## Study questions
A) In the excerpt about the poetry reading, what did the writer's mother carry to births?
B) Write the next part of the excerpt about the poetry reading, picking up after its final line.

## Excerpt

In this piece, Johnston allows us to imagine what might it mean to be continually, constantly “birthing loss.”  I think of the many variations of grief, and their emergence as loss. From the little losses of the everyday to the larger, more monumental loss of family, loved ones, of the many lost as a result of the Covid-19 pandemic. 

I think, in part, of my mother, a midwife who, in her forty+plus years in the practice, once caught a stillborn baby. At most births, Mama welcomed the new born with her ankh, which she carried to births as keeper of the shrine of Meskhenet [khemet for the birth chamber]. Prior to the birth, she would purify the ankh and, later lower it over the crown of each baby born. This, midwifery, birthing gain, was her calling. But, ever so present, at the moment of birth lies loss, and Johnston's pairing of the opposing ideas remains apropos. 

Later in the reading, I believe it was Curtis Crisler, a laureate out of Indiana, who offered this line of tender witness: I stood there with him in the gaps and waited with him till his poems had clothes on. Avery Young, a poet out of Chicago, also on the panel, offered his hope as laureate, which was to infuse and integrate poetry into the fabric of the city. He declared to the audience:  

If you want to know what happened in 1883, you have to read the poems of 1883.

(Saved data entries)
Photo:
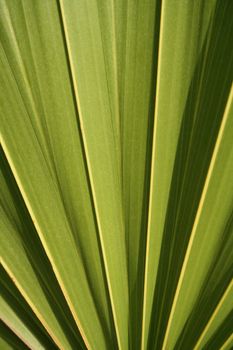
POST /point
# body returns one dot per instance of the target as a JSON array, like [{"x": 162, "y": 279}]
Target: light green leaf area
[
  {"x": 223, "y": 309},
  {"x": 4, "y": 345},
  {"x": 43, "y": 116},
  {"x": 9, "y": 317},
  {"x": 183, "y": 30},
  {"x": 116, "y": 163},
  {"x": 215, "y": 206}
]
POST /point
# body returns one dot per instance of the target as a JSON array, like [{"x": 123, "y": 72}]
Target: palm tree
[{"x": 116, "y": 182}]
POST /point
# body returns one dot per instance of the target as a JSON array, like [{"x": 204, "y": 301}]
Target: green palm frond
[{"x": 116, "y": 181}]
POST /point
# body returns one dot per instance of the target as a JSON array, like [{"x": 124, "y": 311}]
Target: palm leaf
[{"x": 116, "y": 159}]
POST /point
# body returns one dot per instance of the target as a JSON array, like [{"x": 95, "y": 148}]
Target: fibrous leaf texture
[{"x": 116, "y": 174}]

## Task results
A) Her ankh.

B)
If you want to know what happened in November 2024 you have to read the poems of November 2024

I remember being truly buoyed hearing this assertion. Young helped me in that moment to know that poetry be of the times, the nature, the environment of the time that it is born in. 

I see, at the  same time, that a historian might argue that to know what happened in 1883 you might dive into the archives, the historical records of 1883, similarly with November 2024. Listening recently to a lecture by historian and visual artist, Nell Painter, I think she might have stood counter to Young. I imagine that she might encourage us to veer towards the archives, towards historical records to find ourselves within them.

I hope to share more on Painter’s lecture in the near future, but for now, saying that there is a body of work that we might always return to find who we are.